Direction | Copy each of the entries below word for word, and leave out the pictures.

Data |
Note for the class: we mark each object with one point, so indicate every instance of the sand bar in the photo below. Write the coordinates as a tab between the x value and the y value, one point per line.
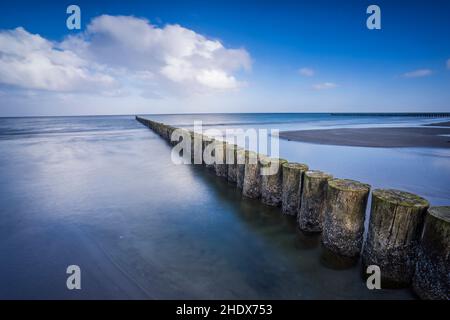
424	137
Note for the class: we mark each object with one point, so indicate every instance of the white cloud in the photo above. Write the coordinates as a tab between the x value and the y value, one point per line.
121	52
418	73
325	85
307	72
32	62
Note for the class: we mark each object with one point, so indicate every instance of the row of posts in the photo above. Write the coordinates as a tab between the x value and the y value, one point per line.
407	239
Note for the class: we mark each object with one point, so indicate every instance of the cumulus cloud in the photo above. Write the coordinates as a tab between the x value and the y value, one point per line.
121	51
307	72
325	85
418	73
32	62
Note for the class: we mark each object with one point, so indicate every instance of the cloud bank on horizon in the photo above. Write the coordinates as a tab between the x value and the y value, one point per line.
122	64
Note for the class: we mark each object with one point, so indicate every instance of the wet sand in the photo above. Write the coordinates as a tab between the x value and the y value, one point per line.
423	137
439	124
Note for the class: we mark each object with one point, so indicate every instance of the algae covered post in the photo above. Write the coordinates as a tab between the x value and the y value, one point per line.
252	177
313	201
271	180
432	275
292	186
343	226
395	226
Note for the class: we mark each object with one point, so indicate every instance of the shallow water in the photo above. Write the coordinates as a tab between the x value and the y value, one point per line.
102	193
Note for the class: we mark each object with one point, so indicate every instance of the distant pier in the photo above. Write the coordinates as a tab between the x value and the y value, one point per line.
407	239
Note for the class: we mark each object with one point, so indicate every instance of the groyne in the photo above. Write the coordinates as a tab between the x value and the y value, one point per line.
407	239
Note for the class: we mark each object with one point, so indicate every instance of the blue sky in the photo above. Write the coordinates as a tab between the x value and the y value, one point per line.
300	56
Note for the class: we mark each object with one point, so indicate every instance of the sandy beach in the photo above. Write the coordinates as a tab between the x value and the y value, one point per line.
393	137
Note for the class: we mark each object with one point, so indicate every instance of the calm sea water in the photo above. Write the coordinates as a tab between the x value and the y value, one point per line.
102	193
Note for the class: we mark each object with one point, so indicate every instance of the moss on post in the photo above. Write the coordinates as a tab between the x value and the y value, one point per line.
395	226
292	186
313	201
271	180
343	225
240	167
252	177
220	165
432	273
231	150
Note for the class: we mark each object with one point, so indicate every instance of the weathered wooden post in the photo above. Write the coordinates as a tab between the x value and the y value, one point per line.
209	153
231	161
395	226
312	204
252	177
220	165
292	186
196	148
240	167
271	180
343	226
432	275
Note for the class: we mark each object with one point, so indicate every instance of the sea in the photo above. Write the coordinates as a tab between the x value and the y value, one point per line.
102	193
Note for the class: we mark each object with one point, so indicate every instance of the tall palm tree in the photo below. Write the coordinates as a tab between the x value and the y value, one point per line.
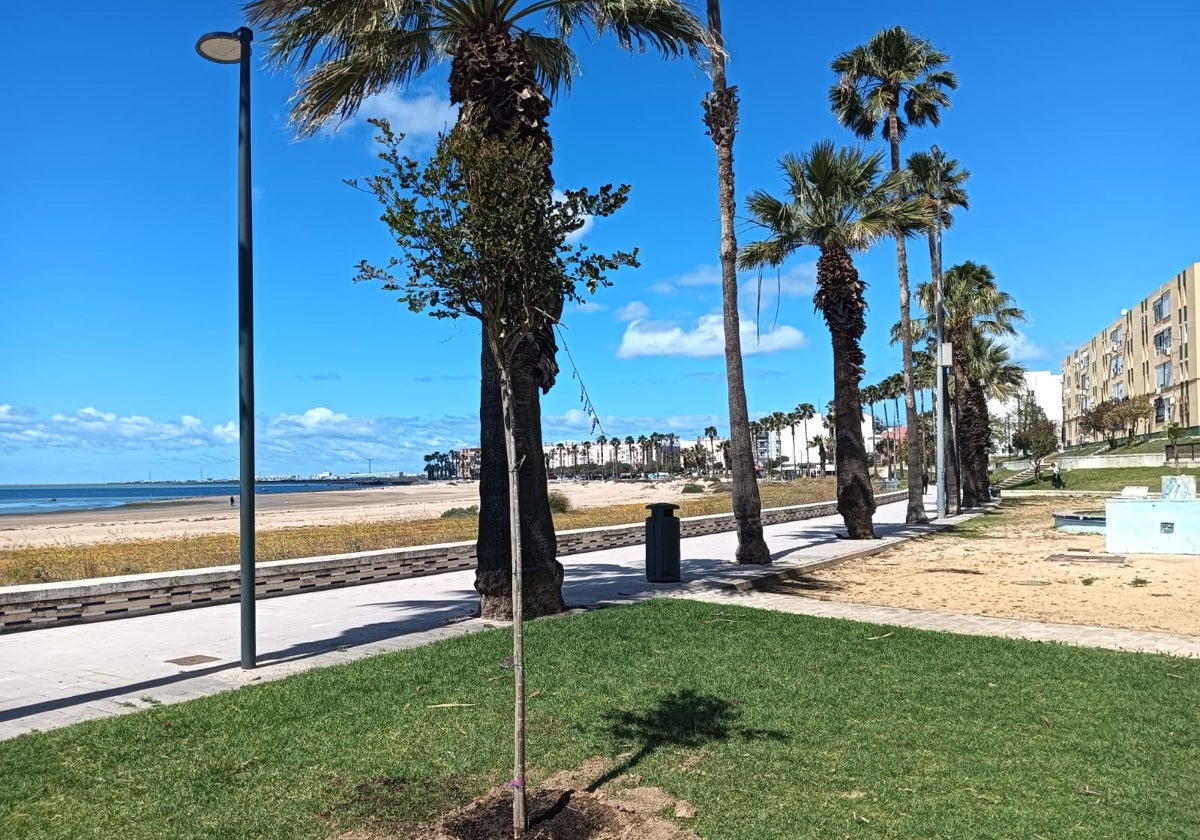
805	412
893	72
840	202
870	395
721	119
503	73
711	433
940	180
793	418
819	442
973	305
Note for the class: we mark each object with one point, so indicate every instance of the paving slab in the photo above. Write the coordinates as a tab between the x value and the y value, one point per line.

Complete output |
Note for the class: we mark each object with one point, so indicate every instance of the sand bar in the photo below. Write the coordinates as a tab between the x value and the y value, one point per line.
424	137
Note for the class: we mark each object with one point, so indicate every instance of the white cloud in the photo above. Write the coordinates as a tab between the x value and the y value, one point per line.
121	52
418	73
325	85
307	72
32	62
Note for the class: we mark each object with one point, so indicate every instance of the row of posts in the photo above. Write the coordinates as a tab between the x value and the y value, one point per line.
407	239
Note for the class: we mark each object with one point, so indicate every instance of the cumulus cloud in the photo above. Write the coordinates as a tab between the x value and the y value, one point per line.
121	51
307	72
325	85
418	73
32	62
Note for the class: we mark each object with one point, so indicate every instance of the cloud bank on horizon in the photo above. Write the coordinates as a tab between the x value and the y value, one point per line.
122	64
Note for the class: we mark each object with one point, so indicate every instance of the wet sand in the photo above. Write the coordinates as a tab between the x value and the y value, one point per line.
423	137
439	124
Note for the class: we mark each object with one point, so indicate every instance of the algae covered post in the photo above. Write the coordinates as a tab between the x value and the y value, one point per line.
252	177
313	201
271	180
432	275
292	186
343	226
395	226
Note for the class: we mark each object with one point, so indicate every instance of the shallow water in the photo above. Write the coordinates as a tab between the x value and the y value, one point per line.
102	193
Note for the class: we mark each object with one point, so indicate every instance of the distant pier in the photo above. Write the coordinates as a tab between the x value and the y value, one point per line.
407	239
Note for the class: we mark each object with one point, so indicate every instance of the groyne in the photo above. Write the coordinates as a tab between the x value and the y value, one point per line.
407	239
Note for the class: we mark each object with one point, so indicate every instance of the blue sky in the photo above. Write the coordinates as a tab between the x value and the y value, one point per line.
300	56
Note for the class: we mark each object with one point, so indicate every instance of the sandy beach in the photo above. Write the coordinates as a tab between the x value and the y value, one point per line.
393	137
Note for the class: we mark each object with one point, so indicate every instance of the calm sea water in the photo above. Write the coordinates as a tab between the x value and the y value, one point per line.
102	193
Note for the class: we mark each object with one point, so indicate every instance of the moss on post in the photo above. Write the coordinates as a tab between the x value and the y value, one point per line.
395	226
292	186
313	201
271	180
343	225
240	167
252	177
220	165
432	273
231	150
Note for the class: we mark each object with one point, so indicate every instance of the weathered wooden post in the photo above. Write the coordinates as a tab between the x value and the y value, one point per line.
209	153
231	161
395	226
312	204
252	177
220	165
292	186
196	148
240	167
271	180
343	226
432	275
Note for the class: we mark each object with one point, so indicate every instance of the sea in the photo above. Write the coordinates as a tab between the x value and the y value, one point per line.
102	193
Note for the class: we mark each object with one point, so indicate every instance of the tall palm tree in the photo below. Write the coordinates as a tab between the x value and the y value, one point per line.
805	412
893	72
840	202
870	395
721	119
503	73
711	433
940	180
793	418
819	442
973	305
Note for the class: we mark each object with one point, so indicate every instance of the paving slab in the photo above. Write the coordinates as a tab between the x value and the y value, one point per line.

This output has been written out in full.